• [Task item]:
Give back the entries exactly as they read, leaving each image out.

Supplied data: Begin

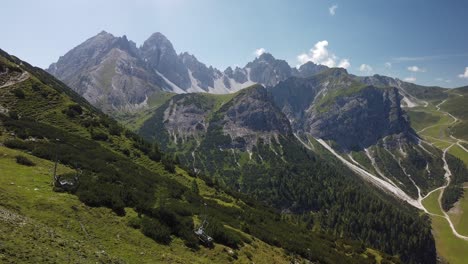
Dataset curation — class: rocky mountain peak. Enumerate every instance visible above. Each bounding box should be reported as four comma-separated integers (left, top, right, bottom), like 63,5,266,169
296,61,329,78
256,52,276,62
141,32,173,50
246,53,292,87
140,32,191,89
322,67,349,78
224,66,233,76
46,31,121,78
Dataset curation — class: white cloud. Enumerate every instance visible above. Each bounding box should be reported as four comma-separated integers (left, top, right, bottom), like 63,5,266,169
404,77,416,82
254,48,266,57
384,62,392,69
407,66,426,72
458,67,468,78
329,4,338,16
297,40,350,68
338,59,350,69
393,53,468,62
359,64,373,74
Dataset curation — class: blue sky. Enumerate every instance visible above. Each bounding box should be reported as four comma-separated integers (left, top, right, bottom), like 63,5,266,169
3,0,468,87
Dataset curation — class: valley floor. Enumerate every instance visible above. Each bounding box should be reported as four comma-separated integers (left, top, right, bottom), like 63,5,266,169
409,98,468,264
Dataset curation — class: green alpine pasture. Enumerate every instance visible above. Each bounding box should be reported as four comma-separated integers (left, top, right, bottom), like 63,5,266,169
409,89,468,264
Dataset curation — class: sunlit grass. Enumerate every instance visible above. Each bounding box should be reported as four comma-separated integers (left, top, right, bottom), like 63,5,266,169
422,189,468,264
0,146,294,263
448,144,468,167
448,188,468,237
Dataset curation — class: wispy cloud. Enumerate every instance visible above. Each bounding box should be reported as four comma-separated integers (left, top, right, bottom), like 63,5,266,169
392,53,468,62
459,67,468,79
436,78,451,83
359,64,373,74
338,59,350,69
297,40,350,68
384,62,392,69
404,77,416,82
254,48,266,57
329,4,338,16
407,66,426,72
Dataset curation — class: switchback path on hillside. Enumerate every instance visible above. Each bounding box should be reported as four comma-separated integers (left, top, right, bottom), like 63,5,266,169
418,98,468,240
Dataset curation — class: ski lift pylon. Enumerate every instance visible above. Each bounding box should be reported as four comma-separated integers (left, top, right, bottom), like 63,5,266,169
194,202,213,245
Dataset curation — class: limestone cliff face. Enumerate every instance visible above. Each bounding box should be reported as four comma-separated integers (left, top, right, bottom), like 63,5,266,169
270,69,416,151
216,85,292,150
162,94,212,143
140,84,292,151
304,86,414,151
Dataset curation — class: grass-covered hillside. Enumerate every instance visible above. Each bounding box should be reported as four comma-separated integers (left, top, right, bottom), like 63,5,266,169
0,50,400,263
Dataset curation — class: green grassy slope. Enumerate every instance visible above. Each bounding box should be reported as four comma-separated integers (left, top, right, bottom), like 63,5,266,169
0,146,306,264
421,190,468,264
441,89,468,141
115,91,176,131
448,186,468,236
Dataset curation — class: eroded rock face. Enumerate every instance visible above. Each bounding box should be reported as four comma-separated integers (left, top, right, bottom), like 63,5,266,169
219,85,292,150
304,86,414,151
295,61,329,78
141,84,293,151
141,33,191,90
246,53,292,87
269,69,416,151
162,95,209,142
180,52,218,91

Supplied data: End

• [Output for this task]:
Dataset curation — class: rocky mountain peak. Enumerate every instance visible above. Each bounding box should be reported as four comma-separated integers (left, top, right, bottom), like 63,5,266,169
296,61,329,78
256,52,276,62
141,32,173,50
246,53,292,87
140,32,191,89
322,67,349,78
224,66,233,76
46,31,121,78
Dataset curation — class: white cloud. Enumerate every instance visible above. Each bounding box should be reported as four comma-separated integers (left, top, right, bottom), like 63,5,266,169
404,77,416,82
254,48,266,57
384,62,392,69
407,66,426,72
458,67,468,78
329,4,338,16
297,40,350,68
338,59,350,69
393,53,468,62
359,64,373,74
Dataset curation — class: blue sky. Enumerate every instance visible above. Each bounding box should be reported as four comma-separated integers (left, top, right, bottom), like 63,5,266,169
3,0,468,87
Dataset curation — class: valley floor. Enumerate every instance visible above. Each bounding box should be reported as four comma-separated integers (left, top, right, bottom), like 63,5,266,169
409,98,468,264
Dataset curation — class: green alpine pasture. Enumerate every instance visible above. Each bounding box should be reported as four comma-separated integers (left, top, right, bottom), like 63,5,266,169
409,89,468,264
Dataset curation — class: sunlit grass. Enumerate every instance visible above. Each bounding box should be reported as four comma-separated integers (left, top, right, bottom), like 63,5,266,169
422,189,468,264
0,146,294,263
448,144,468,167
448,188,468,237
Dataset curation — class: wispy cloud. Enumerate every instance visible above. Each bounding box should be reported as four comma-separated integers (left, top, right, bottom), like 63,5,266,169
392,53,468,62
459,67,468,79
436,78,451,83
359,64,373,74
338,59,350,69
297,40,350,68
384,62,392,69
404,77,416,82
254,48,266,57
329,4,338,16
407,66,426,72
Dataset curation — class: switchback path on hillside. Enumerate every instance visible above. Each bounding box should be reported as four comma-separated integers (left, top, right, bottom), like 63,5,266,169
418,98,468,240
Dataset curation — class: ski lift pylon. Enumerate every instance visible above. Each bounding box should be reported as four comma-separated integers (left, top, right, bottom), like 63,5,266,169
194,202,213,245
Dataset curation — class: limestone cliff face. Enumerate every instance visible above. Each bounding box should be reported as four comma-separated integers (left, top, right, bottom), like 63,5,266,169
270,69,416,151
216,85,292,150
162,94,212,143
140,84,292,151
304,86,414,151
Dataset curation — class: grass-covered hillside. Enumerate every instance visible above. Each bounding box should be reported as four comma-separated integers (left, top, right, bottom), like 63,5,266,169
0,50,400,263
Dataset curation — class: green grassy slope. Enumerate every instance visible above. Each bounding box should be reported as four comma-separated integers (left, top, right, bottom), like 63,5,266,169
0,146,306,264
421,190,468,264
441,89,468,141
115,91,176,131
448,186,468,236
Dataset curation — class: eroded rock face. Enumerate every instance visible above. Each bounding box should be reported as four comma-separated integers (left, top, right, bottom), like 63,5,266,169
219,85,292,150
304,86,414,151
295,61,329,78
141,84,293,151
141,33,191,90
246,53,292,87
269,69,416,151
162,95,209,142
180,52,218,91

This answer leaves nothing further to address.